**Required task**
Copy out every line of the listing below word for word, without the picture.

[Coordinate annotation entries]
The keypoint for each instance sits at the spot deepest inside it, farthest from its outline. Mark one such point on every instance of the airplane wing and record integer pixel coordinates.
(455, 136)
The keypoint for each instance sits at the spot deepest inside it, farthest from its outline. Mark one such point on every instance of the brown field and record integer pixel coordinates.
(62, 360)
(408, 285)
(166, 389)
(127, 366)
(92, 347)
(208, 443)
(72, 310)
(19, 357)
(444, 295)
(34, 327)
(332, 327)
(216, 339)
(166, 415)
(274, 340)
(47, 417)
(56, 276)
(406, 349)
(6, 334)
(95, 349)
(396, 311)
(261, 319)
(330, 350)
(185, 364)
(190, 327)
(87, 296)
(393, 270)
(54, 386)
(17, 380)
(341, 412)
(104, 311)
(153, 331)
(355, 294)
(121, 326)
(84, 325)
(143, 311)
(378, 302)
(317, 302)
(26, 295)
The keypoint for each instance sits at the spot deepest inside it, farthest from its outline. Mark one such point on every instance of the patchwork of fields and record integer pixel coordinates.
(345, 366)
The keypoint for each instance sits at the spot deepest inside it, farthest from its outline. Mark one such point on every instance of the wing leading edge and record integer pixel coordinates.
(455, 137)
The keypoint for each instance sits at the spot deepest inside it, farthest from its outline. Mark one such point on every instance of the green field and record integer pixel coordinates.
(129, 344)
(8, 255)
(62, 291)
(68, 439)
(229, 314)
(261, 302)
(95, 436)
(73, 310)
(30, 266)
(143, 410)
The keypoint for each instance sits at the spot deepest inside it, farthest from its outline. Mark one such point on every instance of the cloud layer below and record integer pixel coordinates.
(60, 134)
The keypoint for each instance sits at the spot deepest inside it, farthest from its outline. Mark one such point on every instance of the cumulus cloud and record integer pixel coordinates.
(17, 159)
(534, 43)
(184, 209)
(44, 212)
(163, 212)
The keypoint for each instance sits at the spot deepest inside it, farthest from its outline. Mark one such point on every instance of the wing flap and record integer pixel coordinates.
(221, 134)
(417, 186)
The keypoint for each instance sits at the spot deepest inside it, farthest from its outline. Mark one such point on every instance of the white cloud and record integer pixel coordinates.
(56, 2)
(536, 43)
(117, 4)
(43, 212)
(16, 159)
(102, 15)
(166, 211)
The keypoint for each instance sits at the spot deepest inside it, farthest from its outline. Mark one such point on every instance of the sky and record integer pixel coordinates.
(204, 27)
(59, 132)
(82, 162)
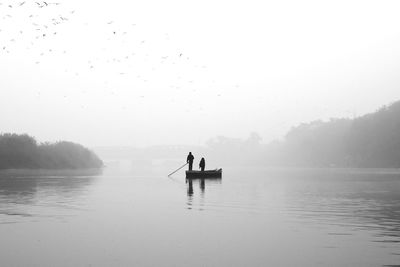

**Answer to this problem**
The keypoint for each instance sits at the spot deepest inside it, farthest from its outline. Mark one such point on every instance of the airplane wing and record integer pixel coordinates.
(455, 136)
The keypoint for each instance sits at the spot deepest inside it, farthest from its outline. Mark one such point on every instance of the brown field and record integer pixel coordinates.
(62, 360)
(408, 285)
(166, 389)
(127, 366)
(92, 347)
(208, 443)
(72, 310)
(19, 357)
(444, 295)
(34, 327)
(332, 327)
(216, 339)
(166, 415)
(274, 340)
(47, 417)
(56, 276)
(406, 349)
(6, 334)
(95, 349)
(396, 311)
(261, 319)
(330, 350)
(185, 364)
(190, 327)
(87, 296)
(393, 270)
(54, 386)
(17, 380)
(341, 412)
(104, 311)
(153, 331)
(355, 294)
(121, 326)
(84, 325)
(143, 311)
(378, 302)
(317, 302)
(26, 295)
The keypoint for each instance sits at the spot deepest inside it, farthest from its outline. Mark one such point on every instance of the patchwork of fields and record integer pixel coordinates.
(345, 366)
The keypoint for each instance sits at the spot deepest inside it, farthest from its outline. Mark one such point on every instance of the wing leading edge and record integer pixel coordinates.
(455, 137)
The keypoint for each instance sits at the spot deepest inside it, farthest from its outline. Mark one such point on every instance of the green field and record integer pixel coordinates.
(129, 344)
(8, 255)
(62, 291)
(68, 439)
(229, 314)
(261, 302)
(95, 436)
(73, 310)
(30, 266)
(143, 410)
The keypoint for each instance sits at the spot deepest inside it, farthest from its outline. Mark one such point on every instance of the cloud layer below and record integer pixel coordinates.
(60, 134)
The keypoint for each instance sits at the spot deepest inside it, farthest from its outline. Mark one such point on every instance of the cumulus cloud and record integer pixel coordinates.
(17, 159)
(534, 43)
(184, 209)
(44, 212)
(163, 212)
The keypoint for each instance sits at the spot deepest inside it, farthest from its outline. Mark one such point on every instance of the wing flap and record integer pixel coordinates.
(221, 134)
(417, 186)
The keypoint for each instance sits at the spot deepest inside it, farthest from its outline. Mark one such point on every instance of the white cloud and record integer pixel coordinates.
(56, 2)
(536, 43)
(117, 4)
(43, 212)
(16, 159)
(102, 15)
(166, 211)
The keypoint for each instance sits at the spot deepest inside it, farthest from its outline. Mark one such point on every instance of the sky and record integer pixel coordinates.
(204, 27)
(59, 132)
(82, 162)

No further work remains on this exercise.